A. Tarekat Naqsabandiyah
Tarekat Naqsabandiyah, bagi kalangan Nahdliyiin merupakan salah satu tarekat yang mu’tabaroh (yang sanadnya sampai ke Rasulullah SAW). Tarekat ini di dirikan oleh Syaikh Naqsaband, yang nama lengkapnya Muhammad ibn Muhammad ibn Muhammad Al-Husayni Al-Uwaysi Al-Bukhari, yang lahir di Qasrel Arifan, sebuah desa di kawasan Bukhara 4 mil dari tempat desa Imam Bukhari di lahirkan, Asia Tengah, pada bulan Muharram tahun 717 H/1317 M. Nasabnya bersambung kepada Rasulullah SAW melalui Sayyidina Al-Husain RA bin Sayyidatina Fatimah.

**Baris Tersimpan:**

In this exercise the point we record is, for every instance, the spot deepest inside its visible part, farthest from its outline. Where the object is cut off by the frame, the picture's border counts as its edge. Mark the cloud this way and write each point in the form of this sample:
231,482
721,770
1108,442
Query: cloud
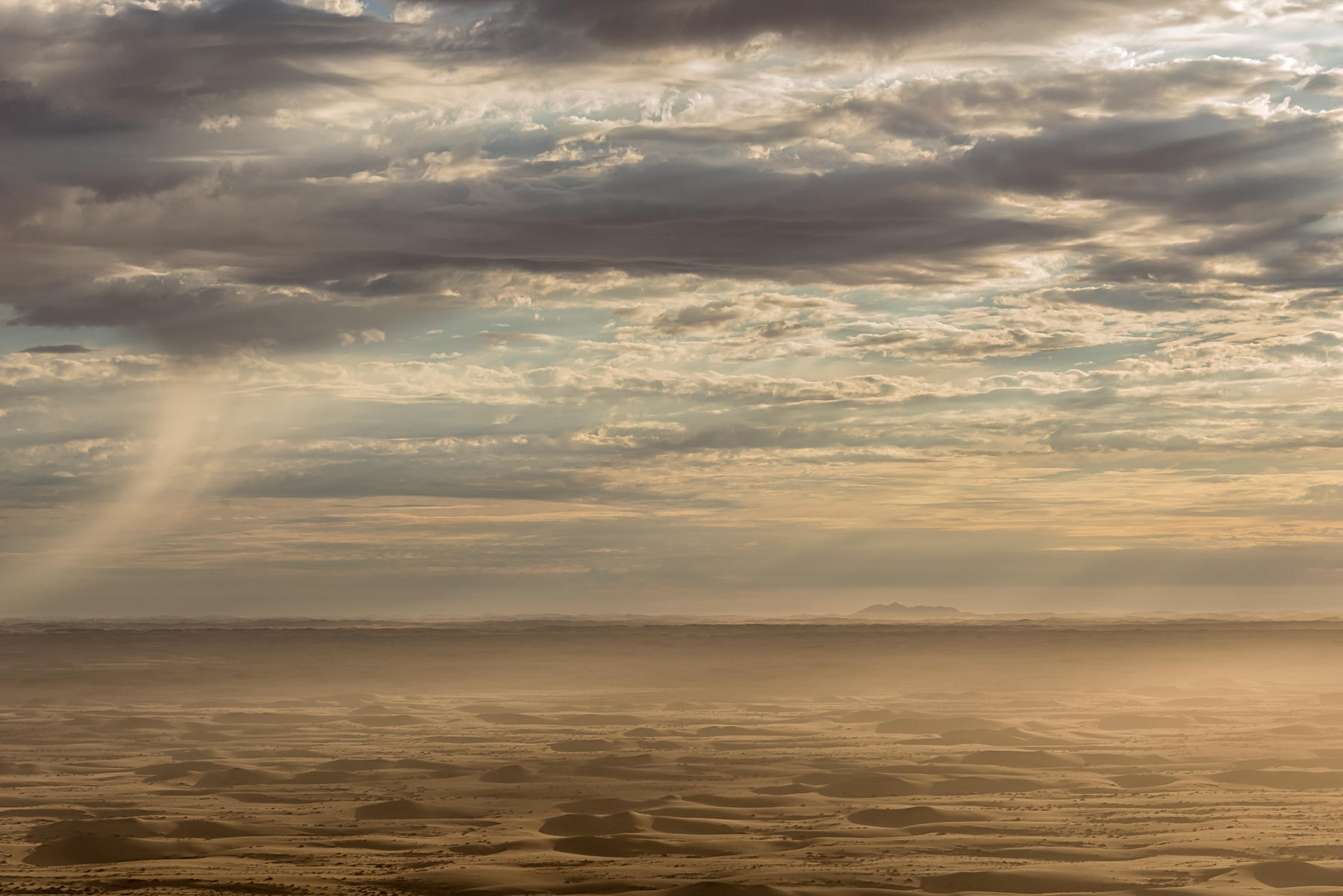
65,348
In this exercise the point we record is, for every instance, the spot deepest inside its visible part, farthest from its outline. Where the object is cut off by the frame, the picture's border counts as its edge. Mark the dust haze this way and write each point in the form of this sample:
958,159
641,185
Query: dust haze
698,758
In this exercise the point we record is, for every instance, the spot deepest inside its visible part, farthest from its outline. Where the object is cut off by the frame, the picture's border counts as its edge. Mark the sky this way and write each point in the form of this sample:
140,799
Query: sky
465,308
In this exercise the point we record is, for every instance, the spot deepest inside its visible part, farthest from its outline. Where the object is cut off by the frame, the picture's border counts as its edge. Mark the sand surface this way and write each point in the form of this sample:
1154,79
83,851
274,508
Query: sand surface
1183,758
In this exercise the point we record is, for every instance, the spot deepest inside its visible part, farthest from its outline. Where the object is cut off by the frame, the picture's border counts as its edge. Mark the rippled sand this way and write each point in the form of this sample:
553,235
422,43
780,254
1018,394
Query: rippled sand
691,759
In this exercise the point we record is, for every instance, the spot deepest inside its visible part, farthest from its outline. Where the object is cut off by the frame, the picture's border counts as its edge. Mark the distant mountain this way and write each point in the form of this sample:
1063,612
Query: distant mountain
900,612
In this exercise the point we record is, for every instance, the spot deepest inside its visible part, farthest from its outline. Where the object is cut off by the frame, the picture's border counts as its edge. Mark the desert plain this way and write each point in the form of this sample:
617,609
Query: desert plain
555,756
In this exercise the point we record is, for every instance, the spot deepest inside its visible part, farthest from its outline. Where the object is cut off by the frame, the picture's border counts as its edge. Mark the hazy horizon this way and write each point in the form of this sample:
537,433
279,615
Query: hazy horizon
453,307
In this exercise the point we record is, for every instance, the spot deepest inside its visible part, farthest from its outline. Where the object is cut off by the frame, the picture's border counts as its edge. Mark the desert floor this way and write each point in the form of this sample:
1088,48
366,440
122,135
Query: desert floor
1194,756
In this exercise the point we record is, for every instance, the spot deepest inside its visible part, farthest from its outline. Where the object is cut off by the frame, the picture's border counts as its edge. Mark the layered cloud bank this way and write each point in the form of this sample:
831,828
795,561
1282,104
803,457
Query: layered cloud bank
589,304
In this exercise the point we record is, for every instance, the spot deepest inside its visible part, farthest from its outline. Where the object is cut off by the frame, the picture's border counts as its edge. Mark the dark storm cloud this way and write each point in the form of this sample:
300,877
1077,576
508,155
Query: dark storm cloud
146,63
66,348
543,26
112,125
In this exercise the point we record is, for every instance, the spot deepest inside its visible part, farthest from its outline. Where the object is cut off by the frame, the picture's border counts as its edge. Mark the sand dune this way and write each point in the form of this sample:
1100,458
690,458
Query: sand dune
1002,773
93,849
412,809
915,815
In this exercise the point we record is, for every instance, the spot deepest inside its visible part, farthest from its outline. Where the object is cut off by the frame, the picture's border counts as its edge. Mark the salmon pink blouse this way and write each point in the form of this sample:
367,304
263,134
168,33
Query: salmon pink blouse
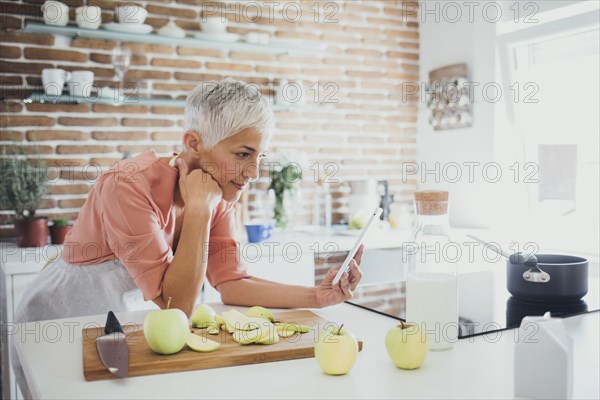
129,215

**Soal Singkat A:**
Salin kembali bagian kutipan tentang Tarekat Naqsabandiyah yang dimulai dari "A. Tarekat Naqsabandiyah" dan berakhir pada "bin Sayyidatina Fatimah.", lalu tukar "Syaikh" dengan "Syekh".
**Soal Singkat B:**
Ubah paragraf kutipan tentang Tarekat Naqsabandiyah yang diawali "Tarekat Naqsabandiyah, bagi kalangan Nahdliyiin" menjadi daftar butir yang memuat fakta-fakta pokoknya.
**Soal Singkat C:**
Teruskan kutipan tentang Tarekat Naqsabandiyah mulai setelah kalimat terakhirnya.
Baris-baris data tersebut tidak berkaitan dengan kutipan tentang Tarekat Naqsabandiyah.

**Hasil Pengerjaan A:**
A. Tarekat Naqsabandiyah
Tarekat Naqsabandiyah, bagi kalangan Nahdliyiin merupakan salah satu tarekat yang mu’tabaroh (yang sanadnya sampai ke Rasulullah SAW). Tarekat ini di dirikan oleh Syekh Naqsaband, yang nama lengkapnya Muhammad ibn Muhammad ibn Muhammad Al-Husayni Al-Uwaysi Al-Bukhari, yang lahir di Qasrel Arifan, sebuah desa di kawasan Bukhara 4 mil dari tempat desa Imam Bukhari di lahirkan, Asia Tengah, pada bulan Muharram tahun 717 H/1317 M. Nasabnya bersambung kepada Rasulullah SAW melalui Sayyidina Al-Husain RA bin Sayyidatina Fatimah.

**Hasil Pengerjaan B:**
- Bagi kalangan Nahdliyiin, Tarekat Naqsabandiyah termasuk tarekat mu’tabaroh, yaitu tarekat yang sanadnya sampai ke Rasulullah SAW.
- Pendirinya Syaikh Naqsaband, bernama lengkap Muhammad ibn Muhammad ibn Muhammad Al-Husayni Al-Uwaysi Al-Bukhari.
- Ia lahir di Qasrel Arifan, sebuah desa di kawasan Bukhara, Asia Tengah, 4 mil dari desa kelahiran Imam Bukhari.
- Kelahirannya pada bulan Muharram tahun 717 H/1317 M.
- Nasabnya bersambung kepada Rasulullah SAW melalui Sayyidina Al-Husain RA bin Sayyidatina Fatimah.

**Hasil Pengerjaan C:**
Syaikh Naqsaband di beri gelar Bahauddin karena berhasil menonjolkan sikap beragama yang lurus, benar dan penuh penghayatan yang indah. Pada masa Bahauddin di daerah Asia Tengah para guru sufi mempunyai peranan penting dalam kehidupan beragama dan tradisi Islam, salah satunya adalah Khoja – bahasa Persia bentuk jama’ dari khwaja yang artinya kyai agung – Muhammad Baba Sammasi. Di ceritakan saat Bahauddin lahir Khoja Baba Sammasi sedang berkunjung di desa sebelah tempat Bahauddin lahir, khoja Baba Sammasi melihat cahaya yang menyemburat dari arah Qasrel Arifan. Khoja Baba Sammasi lalu memberitahukan bahwa dari desa itu akan muncul seorang wali agung.
Kurang lebih 18 tahun kemudian, Khoja Baba Sammasi memanggil kakek Bahauddin agar membawanya menghadap (dalam bahasa jawa : sowan) kepada Khoja Baba Sammasi dan langsung di bai’at dan jadikan putra angkat. Riwayat lain mengatakan yang mengantarkan Bahauddin bukan kakeknya tetapi ayahnya.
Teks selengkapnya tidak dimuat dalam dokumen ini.